▸ **What to do**
For each line below that contains the word "target", return that line.

········

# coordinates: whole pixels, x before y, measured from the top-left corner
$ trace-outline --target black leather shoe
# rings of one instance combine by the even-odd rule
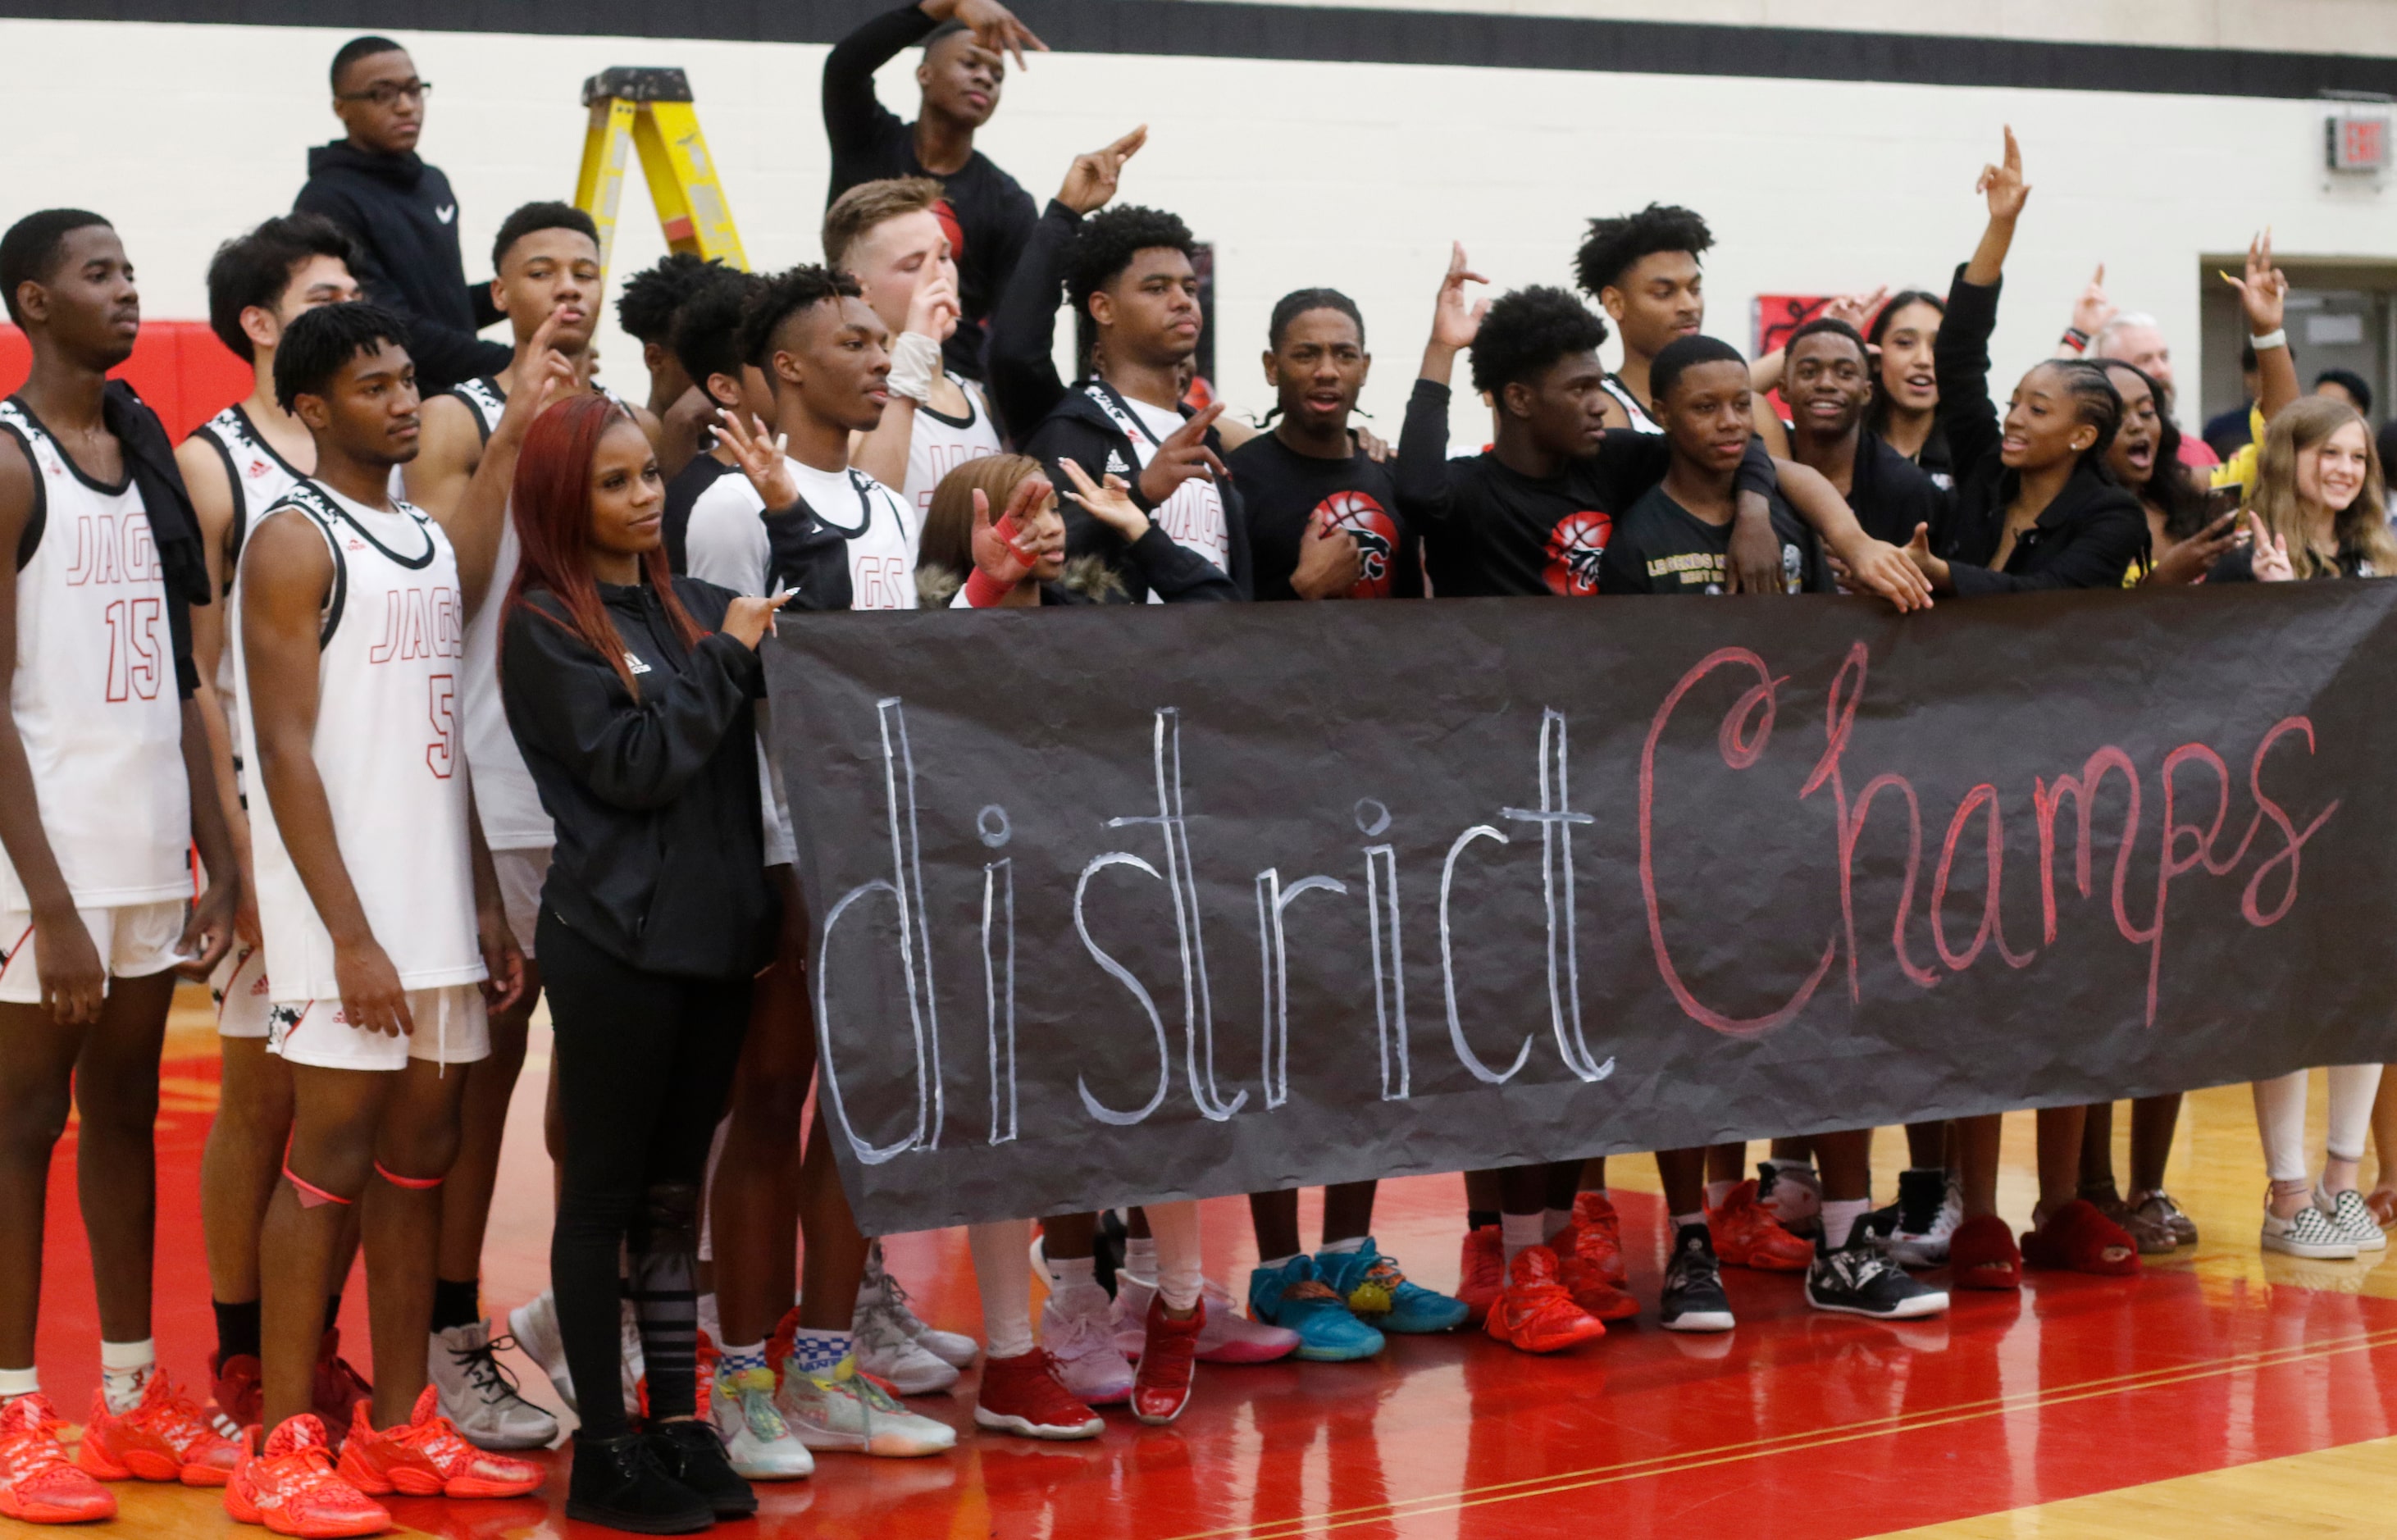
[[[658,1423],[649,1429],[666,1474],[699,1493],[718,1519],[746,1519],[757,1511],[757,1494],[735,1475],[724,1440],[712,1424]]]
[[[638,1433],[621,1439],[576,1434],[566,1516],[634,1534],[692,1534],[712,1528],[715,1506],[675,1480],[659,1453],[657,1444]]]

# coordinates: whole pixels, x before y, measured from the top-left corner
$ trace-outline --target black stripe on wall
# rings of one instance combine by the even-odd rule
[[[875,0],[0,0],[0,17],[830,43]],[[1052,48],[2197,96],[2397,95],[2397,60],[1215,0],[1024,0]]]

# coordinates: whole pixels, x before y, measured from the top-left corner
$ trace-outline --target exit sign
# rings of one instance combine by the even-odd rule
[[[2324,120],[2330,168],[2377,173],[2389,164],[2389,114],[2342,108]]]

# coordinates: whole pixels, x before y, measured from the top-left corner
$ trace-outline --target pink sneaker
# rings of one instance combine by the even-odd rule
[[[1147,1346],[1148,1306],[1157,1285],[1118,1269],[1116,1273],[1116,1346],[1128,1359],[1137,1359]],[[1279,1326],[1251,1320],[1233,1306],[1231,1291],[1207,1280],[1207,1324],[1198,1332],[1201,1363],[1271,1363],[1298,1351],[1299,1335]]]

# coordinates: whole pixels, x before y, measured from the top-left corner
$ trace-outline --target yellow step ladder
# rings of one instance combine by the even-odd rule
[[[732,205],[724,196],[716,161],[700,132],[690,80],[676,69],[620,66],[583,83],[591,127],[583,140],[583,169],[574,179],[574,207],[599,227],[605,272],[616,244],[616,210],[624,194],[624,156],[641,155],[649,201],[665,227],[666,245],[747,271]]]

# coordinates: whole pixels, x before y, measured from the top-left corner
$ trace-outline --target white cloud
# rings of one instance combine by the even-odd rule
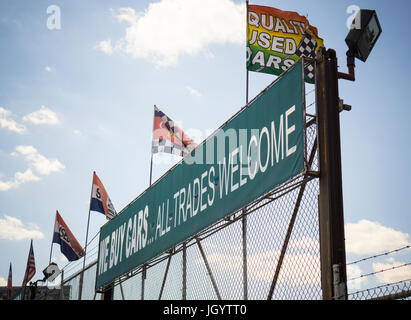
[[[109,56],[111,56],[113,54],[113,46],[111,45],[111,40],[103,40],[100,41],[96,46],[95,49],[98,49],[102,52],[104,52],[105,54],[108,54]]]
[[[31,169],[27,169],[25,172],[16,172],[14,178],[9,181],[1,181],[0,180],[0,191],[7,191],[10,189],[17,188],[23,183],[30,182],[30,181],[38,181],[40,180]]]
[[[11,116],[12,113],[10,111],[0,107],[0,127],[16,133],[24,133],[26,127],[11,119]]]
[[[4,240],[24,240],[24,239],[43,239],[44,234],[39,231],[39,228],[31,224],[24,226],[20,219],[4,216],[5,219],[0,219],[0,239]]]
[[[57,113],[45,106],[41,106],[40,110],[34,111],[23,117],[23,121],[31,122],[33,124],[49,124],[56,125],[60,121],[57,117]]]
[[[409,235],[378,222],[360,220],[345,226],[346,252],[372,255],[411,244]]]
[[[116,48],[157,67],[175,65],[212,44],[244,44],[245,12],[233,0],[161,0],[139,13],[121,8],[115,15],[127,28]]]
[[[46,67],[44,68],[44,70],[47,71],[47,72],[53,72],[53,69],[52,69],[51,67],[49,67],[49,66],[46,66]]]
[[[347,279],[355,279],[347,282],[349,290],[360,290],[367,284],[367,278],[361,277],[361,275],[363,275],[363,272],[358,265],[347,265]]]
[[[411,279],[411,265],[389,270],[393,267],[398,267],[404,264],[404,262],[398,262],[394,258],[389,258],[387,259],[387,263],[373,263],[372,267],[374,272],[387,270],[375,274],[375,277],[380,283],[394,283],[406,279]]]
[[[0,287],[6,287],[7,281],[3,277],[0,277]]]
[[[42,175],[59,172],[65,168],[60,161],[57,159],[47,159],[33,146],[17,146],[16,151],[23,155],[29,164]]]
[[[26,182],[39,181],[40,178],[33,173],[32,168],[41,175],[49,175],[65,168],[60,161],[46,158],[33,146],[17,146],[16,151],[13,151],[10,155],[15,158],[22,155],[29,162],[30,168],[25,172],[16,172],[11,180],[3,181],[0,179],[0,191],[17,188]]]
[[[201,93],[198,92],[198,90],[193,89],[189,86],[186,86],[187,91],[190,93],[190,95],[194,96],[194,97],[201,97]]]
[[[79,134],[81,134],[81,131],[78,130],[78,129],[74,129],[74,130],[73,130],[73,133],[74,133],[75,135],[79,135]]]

········

▸ **Solution to the exercise**
$ trace-outline --target black leather shoe
$ trace-outline --target black stripe on wall
$ trace-outline --target exit sign
$ trace-outline --target pink sneaker
$ trace-outline --target yellow step ladder
$ trace-outline --target white cloud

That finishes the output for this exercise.